> _Problem to solve_
Rewrite the lines from the one containing "Every instance of the amber" through the end of the stored records, inclusive, with "brass candlestick holder" changed to "brass candle holder" and everything else kept the same.

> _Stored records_
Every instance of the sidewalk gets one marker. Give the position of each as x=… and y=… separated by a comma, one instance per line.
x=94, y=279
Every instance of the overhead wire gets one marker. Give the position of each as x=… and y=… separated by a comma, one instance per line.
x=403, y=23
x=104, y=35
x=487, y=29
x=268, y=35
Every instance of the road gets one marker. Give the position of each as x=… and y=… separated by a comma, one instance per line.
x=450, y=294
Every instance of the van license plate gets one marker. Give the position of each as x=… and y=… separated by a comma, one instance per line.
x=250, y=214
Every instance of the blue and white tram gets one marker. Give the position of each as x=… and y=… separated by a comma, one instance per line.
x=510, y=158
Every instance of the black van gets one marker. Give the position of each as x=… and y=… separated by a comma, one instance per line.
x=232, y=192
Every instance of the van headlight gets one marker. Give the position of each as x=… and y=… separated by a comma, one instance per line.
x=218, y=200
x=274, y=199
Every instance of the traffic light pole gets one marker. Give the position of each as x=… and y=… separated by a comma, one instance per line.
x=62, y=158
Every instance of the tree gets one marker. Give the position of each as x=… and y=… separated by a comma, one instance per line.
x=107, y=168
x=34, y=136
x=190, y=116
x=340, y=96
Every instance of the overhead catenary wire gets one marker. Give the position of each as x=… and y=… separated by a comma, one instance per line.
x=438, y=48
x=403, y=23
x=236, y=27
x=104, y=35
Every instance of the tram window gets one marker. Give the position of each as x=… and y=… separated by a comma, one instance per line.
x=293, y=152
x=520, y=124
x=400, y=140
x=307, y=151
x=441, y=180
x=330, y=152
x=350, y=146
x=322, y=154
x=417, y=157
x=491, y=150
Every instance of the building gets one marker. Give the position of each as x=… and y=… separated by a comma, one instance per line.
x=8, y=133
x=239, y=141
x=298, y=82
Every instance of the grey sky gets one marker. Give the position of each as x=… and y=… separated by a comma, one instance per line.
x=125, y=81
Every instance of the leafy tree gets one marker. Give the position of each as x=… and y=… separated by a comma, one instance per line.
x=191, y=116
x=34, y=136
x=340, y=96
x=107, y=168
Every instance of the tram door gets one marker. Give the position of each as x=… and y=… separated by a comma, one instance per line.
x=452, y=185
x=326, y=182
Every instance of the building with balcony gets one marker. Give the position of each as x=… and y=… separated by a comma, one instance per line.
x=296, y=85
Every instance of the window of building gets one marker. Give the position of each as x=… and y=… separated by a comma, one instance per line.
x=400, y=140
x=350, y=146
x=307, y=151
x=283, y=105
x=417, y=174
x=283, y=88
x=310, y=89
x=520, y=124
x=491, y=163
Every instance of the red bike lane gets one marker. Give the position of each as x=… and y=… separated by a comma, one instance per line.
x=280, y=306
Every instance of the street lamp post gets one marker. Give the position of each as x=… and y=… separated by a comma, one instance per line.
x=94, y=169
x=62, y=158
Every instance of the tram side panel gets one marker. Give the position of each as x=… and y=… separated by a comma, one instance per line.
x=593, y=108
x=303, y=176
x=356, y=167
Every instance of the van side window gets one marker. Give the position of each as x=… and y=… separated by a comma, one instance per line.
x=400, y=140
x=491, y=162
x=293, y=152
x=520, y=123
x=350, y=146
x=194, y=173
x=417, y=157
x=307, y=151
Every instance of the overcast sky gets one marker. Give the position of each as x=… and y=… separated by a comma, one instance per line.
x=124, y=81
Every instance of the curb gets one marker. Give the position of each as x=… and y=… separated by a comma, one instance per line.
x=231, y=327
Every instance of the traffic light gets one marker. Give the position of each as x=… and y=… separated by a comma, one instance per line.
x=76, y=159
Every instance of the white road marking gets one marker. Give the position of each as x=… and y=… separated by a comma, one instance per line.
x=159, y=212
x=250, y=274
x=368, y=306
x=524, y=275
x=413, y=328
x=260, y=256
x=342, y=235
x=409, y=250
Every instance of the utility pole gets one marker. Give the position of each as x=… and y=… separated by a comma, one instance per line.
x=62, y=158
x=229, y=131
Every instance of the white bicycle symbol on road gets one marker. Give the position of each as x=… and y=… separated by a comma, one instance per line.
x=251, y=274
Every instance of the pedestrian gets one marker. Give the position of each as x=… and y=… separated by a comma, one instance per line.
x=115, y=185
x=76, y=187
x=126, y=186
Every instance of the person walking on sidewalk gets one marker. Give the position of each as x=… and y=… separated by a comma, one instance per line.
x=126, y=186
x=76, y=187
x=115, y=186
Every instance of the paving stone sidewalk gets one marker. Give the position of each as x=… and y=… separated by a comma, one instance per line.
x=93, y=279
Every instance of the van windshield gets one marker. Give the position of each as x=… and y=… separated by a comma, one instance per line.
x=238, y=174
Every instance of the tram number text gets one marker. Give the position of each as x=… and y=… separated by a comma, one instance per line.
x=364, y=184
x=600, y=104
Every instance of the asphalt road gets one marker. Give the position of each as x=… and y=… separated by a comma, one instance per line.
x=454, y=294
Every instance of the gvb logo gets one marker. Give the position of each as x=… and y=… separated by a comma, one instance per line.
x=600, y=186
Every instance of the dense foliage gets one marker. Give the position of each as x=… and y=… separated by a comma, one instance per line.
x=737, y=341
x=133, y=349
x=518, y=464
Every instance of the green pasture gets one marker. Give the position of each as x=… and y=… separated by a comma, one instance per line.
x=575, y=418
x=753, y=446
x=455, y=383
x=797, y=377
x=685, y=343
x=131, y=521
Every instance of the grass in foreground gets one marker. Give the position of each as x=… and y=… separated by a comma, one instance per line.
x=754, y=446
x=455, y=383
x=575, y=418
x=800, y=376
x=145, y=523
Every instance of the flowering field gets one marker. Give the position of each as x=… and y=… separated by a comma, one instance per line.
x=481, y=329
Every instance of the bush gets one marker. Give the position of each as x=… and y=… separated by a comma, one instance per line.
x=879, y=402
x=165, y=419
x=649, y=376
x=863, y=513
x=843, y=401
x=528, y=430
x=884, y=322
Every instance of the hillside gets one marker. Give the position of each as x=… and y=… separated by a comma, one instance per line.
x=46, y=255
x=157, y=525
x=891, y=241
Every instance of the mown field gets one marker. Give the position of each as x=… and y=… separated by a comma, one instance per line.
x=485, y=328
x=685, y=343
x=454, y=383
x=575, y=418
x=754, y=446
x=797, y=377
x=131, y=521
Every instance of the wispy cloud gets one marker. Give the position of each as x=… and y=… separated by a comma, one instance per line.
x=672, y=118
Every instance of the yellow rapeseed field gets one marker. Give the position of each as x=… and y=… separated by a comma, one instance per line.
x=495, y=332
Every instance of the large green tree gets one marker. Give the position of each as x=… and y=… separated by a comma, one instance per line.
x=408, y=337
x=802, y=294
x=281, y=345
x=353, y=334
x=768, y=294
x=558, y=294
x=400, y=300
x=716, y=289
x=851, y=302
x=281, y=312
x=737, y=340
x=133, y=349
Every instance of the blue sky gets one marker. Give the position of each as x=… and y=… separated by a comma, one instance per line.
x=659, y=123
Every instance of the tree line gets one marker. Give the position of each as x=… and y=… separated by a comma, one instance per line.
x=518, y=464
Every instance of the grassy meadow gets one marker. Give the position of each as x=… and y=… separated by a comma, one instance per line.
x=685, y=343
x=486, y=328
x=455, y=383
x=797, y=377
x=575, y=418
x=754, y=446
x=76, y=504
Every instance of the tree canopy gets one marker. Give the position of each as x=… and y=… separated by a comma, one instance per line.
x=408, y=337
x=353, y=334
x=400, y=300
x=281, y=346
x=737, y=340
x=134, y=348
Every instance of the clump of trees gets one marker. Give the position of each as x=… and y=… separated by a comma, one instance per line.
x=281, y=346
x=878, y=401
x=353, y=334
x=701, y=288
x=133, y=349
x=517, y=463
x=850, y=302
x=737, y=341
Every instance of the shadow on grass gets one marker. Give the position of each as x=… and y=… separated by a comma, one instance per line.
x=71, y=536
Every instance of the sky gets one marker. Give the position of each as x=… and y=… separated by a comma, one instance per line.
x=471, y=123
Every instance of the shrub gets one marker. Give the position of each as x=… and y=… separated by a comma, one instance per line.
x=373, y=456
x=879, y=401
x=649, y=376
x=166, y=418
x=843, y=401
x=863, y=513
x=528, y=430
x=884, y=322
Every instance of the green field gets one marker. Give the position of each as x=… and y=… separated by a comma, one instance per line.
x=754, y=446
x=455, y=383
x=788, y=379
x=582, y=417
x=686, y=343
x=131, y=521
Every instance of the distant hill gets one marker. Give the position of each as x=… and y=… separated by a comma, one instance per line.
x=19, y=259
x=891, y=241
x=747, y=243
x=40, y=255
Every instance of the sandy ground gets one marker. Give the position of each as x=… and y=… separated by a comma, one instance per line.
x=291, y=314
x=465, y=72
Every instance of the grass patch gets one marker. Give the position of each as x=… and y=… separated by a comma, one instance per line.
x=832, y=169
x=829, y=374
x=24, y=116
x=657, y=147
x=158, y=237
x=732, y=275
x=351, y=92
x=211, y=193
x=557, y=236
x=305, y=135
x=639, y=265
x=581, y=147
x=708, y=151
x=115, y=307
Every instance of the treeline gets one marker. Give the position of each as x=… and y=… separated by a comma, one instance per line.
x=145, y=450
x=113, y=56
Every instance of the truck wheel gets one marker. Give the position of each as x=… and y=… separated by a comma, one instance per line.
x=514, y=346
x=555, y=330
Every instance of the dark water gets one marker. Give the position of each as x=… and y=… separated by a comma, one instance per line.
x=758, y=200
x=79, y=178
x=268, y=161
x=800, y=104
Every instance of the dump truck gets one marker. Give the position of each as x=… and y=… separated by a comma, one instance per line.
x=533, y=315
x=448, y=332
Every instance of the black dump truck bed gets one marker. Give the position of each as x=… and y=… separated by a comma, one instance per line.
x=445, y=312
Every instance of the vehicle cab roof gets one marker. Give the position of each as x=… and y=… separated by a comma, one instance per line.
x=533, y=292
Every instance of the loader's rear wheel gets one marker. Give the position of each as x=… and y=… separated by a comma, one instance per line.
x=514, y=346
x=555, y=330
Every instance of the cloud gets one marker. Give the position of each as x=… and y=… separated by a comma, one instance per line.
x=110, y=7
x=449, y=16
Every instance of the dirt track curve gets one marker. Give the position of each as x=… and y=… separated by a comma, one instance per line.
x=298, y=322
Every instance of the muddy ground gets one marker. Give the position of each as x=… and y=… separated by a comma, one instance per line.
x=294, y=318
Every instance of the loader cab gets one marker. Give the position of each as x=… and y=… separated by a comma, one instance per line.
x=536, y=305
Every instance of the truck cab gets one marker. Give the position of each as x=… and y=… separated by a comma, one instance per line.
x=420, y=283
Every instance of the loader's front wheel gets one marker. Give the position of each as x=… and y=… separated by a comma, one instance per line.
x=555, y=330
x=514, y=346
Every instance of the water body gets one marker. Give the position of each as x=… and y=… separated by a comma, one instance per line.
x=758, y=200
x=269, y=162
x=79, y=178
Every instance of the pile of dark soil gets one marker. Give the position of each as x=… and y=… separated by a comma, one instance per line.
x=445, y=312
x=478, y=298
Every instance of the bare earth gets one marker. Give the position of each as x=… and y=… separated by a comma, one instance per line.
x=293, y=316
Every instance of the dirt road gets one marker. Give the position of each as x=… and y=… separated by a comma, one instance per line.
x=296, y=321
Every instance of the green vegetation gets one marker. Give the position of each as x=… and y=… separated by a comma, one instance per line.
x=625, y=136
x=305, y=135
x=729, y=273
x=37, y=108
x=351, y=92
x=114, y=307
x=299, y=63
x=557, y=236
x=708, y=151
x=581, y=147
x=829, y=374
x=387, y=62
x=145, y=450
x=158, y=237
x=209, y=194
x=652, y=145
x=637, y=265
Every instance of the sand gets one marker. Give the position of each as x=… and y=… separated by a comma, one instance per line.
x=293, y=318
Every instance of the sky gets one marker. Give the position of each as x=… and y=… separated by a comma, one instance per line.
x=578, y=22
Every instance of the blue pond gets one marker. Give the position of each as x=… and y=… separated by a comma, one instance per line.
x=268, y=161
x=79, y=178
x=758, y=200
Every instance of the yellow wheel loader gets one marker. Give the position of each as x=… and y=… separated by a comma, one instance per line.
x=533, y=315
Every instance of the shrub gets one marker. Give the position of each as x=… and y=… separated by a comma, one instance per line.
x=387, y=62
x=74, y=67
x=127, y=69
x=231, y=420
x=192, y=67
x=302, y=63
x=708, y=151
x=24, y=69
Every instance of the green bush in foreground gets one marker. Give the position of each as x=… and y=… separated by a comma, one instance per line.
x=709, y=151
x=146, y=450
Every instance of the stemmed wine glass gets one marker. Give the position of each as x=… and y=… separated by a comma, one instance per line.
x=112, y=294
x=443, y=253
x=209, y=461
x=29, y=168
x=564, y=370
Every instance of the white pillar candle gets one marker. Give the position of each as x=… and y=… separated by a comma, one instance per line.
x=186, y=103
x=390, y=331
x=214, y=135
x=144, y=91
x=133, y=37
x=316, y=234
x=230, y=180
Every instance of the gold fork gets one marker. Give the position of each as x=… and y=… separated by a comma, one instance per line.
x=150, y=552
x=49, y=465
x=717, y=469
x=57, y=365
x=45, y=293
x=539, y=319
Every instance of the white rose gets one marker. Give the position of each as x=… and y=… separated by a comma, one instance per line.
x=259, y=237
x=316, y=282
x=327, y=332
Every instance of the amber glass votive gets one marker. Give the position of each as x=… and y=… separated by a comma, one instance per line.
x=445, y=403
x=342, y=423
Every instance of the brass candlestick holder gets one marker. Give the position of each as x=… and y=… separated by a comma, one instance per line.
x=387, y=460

> _Complete output_
Every instance of the amber glass votive gets one marker. Give the position of each as x=… and y=… separated by a comma, one instance per line.
x=445, y=403
x=342, y=423
Every instance of the brass candle holder gets one marker. Give the position of each as x=… and y=… separated by a comma, one instance per line.
x=387, y=460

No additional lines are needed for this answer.